→ **WORK REQUIRED**:
Extract every line of the listing below that contains the word "yellow".

→ **MATERIALS PROVIDED**:

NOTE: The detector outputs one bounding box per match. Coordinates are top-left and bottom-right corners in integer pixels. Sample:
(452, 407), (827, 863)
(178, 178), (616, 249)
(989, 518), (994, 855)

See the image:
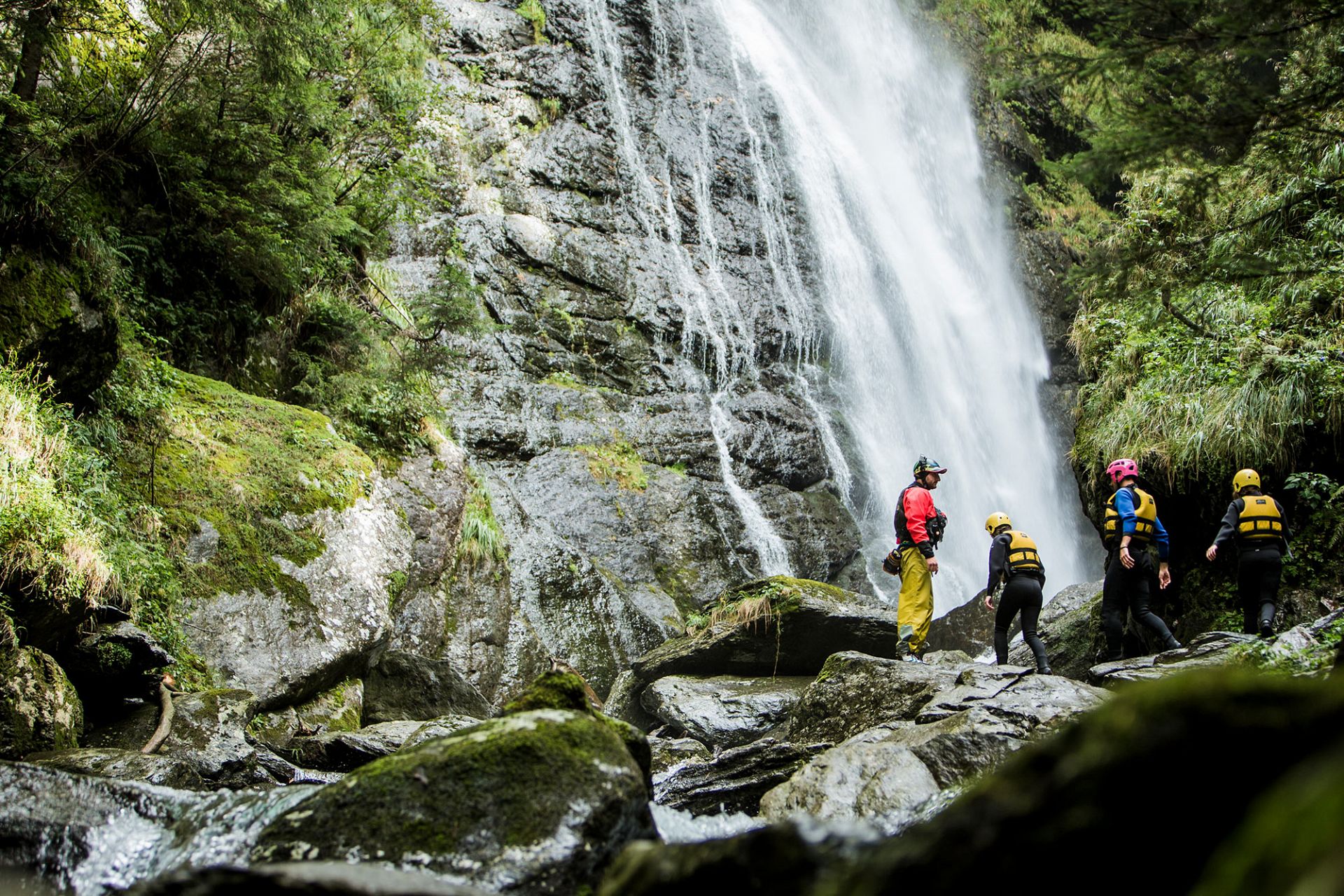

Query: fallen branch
(140, 674), (174, 754)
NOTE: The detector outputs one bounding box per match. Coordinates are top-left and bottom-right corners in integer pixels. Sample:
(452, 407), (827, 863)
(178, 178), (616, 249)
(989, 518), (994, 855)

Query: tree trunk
(12, 3), (57, 102)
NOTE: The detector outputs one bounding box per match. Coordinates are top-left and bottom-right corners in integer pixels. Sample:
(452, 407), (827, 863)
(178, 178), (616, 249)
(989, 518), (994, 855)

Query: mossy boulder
(0, 251), (120, 407)
(500, 669), (653, 779)
(89, 689), (273, 788)
(816, 669), (1344, 896)
(609, 576), (898, 724)
(0, 640), (83, 759)
(253, 709), (654, 893)
(122, 370), (414, 709)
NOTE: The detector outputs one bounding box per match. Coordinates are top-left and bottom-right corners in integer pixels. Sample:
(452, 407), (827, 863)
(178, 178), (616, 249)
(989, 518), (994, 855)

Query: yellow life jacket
(1008, 529), (1044, 573)
(1102, 485), (1157, 544)
(1236, 494), (1284, 541)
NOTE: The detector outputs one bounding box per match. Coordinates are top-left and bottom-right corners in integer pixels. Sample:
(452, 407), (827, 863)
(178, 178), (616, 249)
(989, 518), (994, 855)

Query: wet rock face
(640, 676), (812, 747)
(0, 643), (83, 759)
(188, 485), (412, 708)
(132, 862), (485, 896)
(390, 0), (867, 705)
(253, 709), (653, 893)
(364, 650), (491, 724)
(653, 738), (831, 816)
(761, 654), (1106, 834)
(89, 689), (274, 788)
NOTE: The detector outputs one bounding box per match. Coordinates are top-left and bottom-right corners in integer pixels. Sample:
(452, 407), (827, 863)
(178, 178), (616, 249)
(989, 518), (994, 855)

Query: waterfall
(715, 0), (1090, 612)
(584, 0), (1091, 612)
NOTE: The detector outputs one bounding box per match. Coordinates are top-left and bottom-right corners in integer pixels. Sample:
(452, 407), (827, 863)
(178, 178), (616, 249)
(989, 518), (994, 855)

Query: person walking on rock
(985, 513), (1050, 676)
(895, 454), (948, 662)
(1204, 469), (1289, 638)
(1100, 458), (1180, 662)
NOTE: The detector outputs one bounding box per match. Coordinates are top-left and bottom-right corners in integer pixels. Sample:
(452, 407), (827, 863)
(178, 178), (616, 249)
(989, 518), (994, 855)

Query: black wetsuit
(1100, 486), (1180, 661)
(985, 532), (1050, 672)
(1214, 489), (1287, 636)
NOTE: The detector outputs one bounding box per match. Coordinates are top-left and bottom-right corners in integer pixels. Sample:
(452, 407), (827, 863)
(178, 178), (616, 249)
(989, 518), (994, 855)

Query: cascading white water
(715, 0), (1087, 611)
(583, 0), (1088, 612)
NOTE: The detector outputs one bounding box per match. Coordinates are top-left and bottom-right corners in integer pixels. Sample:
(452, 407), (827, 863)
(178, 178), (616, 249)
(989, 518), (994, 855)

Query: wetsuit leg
(1016, 576), (1050, 672)
(995, 575), (1050, 671)
(1100, 551), (1129, 662)
(897, 548), (932, 657)
(995, 588), (1017, 666)
(1117, 550), (1176, 650)
(1236, 548), (1284, 636)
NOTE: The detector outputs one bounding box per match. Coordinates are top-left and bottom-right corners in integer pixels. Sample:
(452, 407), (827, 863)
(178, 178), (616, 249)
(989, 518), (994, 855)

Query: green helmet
(916, 454), (948, 479)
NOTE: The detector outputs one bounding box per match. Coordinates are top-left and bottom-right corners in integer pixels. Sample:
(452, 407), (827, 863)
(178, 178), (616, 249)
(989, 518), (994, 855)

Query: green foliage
(1234, 620), (1344, 676)
(571, 435), (649, 491)
(457, 470), (508, 570)
(0, 358), (117, 610)
(516, 0), (550, 44)
(0, 0), (440, 368)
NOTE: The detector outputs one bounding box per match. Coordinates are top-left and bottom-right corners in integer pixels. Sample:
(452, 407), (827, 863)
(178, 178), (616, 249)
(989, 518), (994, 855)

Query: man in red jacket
(895, 454), (948, 662)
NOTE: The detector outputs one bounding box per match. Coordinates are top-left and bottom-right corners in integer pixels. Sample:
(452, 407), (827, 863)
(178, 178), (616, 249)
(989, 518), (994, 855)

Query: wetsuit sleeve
(1116, 489), (1135, 536)
(906, 489), (932, 557)
(1214, 498), (1242, 551)
(985, 535), (1009, 594)
(1153, 517), (1172, 560)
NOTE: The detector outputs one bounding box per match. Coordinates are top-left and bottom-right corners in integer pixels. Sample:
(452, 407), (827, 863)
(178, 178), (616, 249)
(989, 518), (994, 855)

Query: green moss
(97, 640), (134, 674)
(457, 469), (508, 570)
(500, 672), (593, 716)
(254, 710), (645, 869)
(570, 438), (649, 491)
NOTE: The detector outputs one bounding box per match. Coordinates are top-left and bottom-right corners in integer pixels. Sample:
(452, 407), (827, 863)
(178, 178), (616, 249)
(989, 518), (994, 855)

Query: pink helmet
(1106, 456), (1138, 485)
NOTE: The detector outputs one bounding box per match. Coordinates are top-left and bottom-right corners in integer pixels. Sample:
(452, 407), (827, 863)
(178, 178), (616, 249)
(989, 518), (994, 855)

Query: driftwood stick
(140, 676), (174, 754)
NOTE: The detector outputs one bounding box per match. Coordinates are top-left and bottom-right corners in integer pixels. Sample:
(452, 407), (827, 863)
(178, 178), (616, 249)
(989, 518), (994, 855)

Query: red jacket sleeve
(906, 489), (934, 545)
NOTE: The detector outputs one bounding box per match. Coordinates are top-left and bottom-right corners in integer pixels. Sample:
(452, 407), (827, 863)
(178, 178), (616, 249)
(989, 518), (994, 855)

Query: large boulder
(364, 650), (491, 724)
(610, 576), (897, 725)
(130, 862), (485, 896)
(130, 862), (485, 896)
(816, 671), (1344, 896)
(640, 676), (812, 747)
(653, 738), (831, 816)
(761, 664), (1107, 834)
(25, 747), (204, 790)
(89, 689), (273, 788)
(0, 645), (83, 759)
(253, 709), (653, 893)
(1087, 631), (1258, 688)
(120, 370), (414, 709)
(60, 621), (174, 705)
(789, 650), (962, 743)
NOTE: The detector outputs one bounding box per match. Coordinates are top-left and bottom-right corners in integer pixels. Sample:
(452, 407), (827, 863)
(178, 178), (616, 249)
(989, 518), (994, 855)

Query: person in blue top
(1100, 458), (1180, 662)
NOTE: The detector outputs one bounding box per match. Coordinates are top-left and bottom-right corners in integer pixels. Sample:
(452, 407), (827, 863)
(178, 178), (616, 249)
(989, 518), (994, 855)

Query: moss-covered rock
(0, 247), (118, 407)
(253, 709), (653, 893)
(89, 689), (272, 788)
(816, 669), (1344, 896)
(0, 640), (83, 759)
(122, 370), (412, 709)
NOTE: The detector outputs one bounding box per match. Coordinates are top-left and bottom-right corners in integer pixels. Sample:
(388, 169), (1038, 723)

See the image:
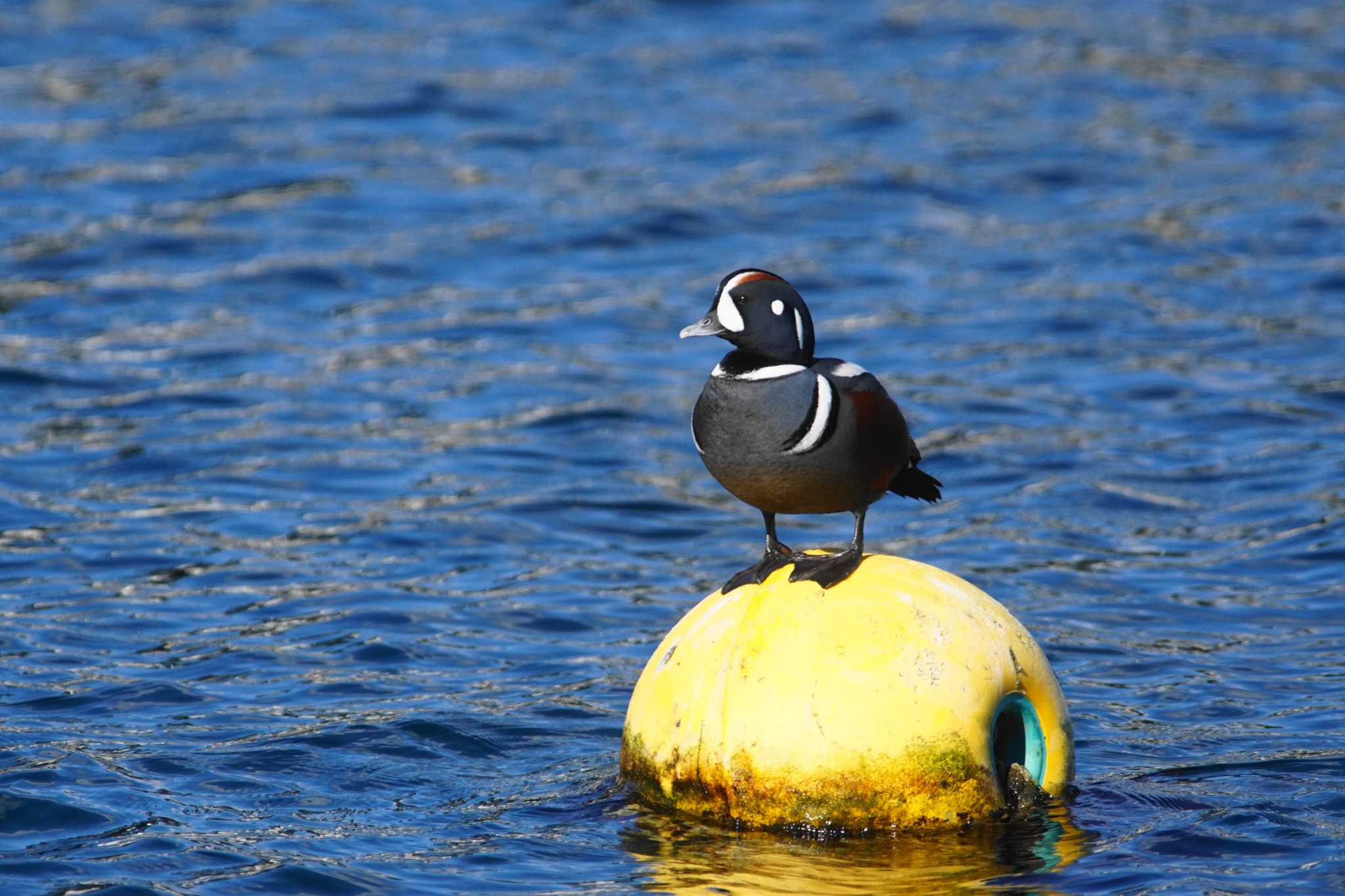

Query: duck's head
(680, 267), (814, 364)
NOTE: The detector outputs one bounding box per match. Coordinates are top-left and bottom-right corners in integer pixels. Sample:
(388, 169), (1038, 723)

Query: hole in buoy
(990, 693), (1046, 792)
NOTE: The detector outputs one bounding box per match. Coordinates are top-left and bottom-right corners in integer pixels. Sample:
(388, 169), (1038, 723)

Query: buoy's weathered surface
(621, 555), (1073, 832)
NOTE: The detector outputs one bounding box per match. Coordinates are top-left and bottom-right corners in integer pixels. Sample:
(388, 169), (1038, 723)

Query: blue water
(0, 0), (1345, 893)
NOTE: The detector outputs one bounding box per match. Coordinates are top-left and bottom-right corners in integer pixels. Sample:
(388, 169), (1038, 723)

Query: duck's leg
(720, 511), (793, 594)
(789, 508), (869, 588)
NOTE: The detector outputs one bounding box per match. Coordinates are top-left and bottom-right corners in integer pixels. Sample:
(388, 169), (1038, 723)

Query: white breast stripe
(789, 373), (833, 454)
(710, 364), (806, 380)
(831, 362), (869, 376)
(714, 289), (742, 333)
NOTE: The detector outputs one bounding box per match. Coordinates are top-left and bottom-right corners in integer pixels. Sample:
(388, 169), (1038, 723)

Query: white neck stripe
(710, 364), (807, 380)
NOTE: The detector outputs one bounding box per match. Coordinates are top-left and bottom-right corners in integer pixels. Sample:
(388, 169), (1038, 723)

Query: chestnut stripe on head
(724, 270), (784, 293)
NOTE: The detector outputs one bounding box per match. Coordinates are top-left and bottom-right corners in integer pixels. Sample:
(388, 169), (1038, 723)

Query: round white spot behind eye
(714, 290), (744, 333)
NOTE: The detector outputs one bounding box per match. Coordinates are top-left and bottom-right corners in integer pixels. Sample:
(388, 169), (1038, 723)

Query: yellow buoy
(621, 555), (1074, 832)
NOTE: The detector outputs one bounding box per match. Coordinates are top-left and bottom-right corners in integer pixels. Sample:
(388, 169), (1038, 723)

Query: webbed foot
(720, 544), (793, 594)
(789, 547), (864, 588)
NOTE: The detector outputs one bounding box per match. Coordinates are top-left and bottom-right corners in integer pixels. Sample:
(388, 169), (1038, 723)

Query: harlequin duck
(680, 267), (943, 594)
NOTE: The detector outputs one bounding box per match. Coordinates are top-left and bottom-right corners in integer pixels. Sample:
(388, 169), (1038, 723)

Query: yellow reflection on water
(623, 803), (1093, 896)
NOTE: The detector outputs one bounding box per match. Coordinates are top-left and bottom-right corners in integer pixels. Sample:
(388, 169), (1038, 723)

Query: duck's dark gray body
(692, 357), (919, 513)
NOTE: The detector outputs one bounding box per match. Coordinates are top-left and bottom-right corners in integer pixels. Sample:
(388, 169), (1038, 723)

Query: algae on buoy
(621, 555), (1073, 832)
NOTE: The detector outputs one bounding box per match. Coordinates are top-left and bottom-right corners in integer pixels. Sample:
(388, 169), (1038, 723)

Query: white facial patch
(789, 373), (833, 454)
(714, 289), (742, 333)
(831, 362), (869, 376)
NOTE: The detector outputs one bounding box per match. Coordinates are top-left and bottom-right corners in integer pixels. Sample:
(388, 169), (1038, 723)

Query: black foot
(720, 544), (793, 594)
(789, 548), (864, 588)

→ **TASK RESPONSE**:
Query: yellow life jacket
Query: yellow buoy
Query: yellow reflection on water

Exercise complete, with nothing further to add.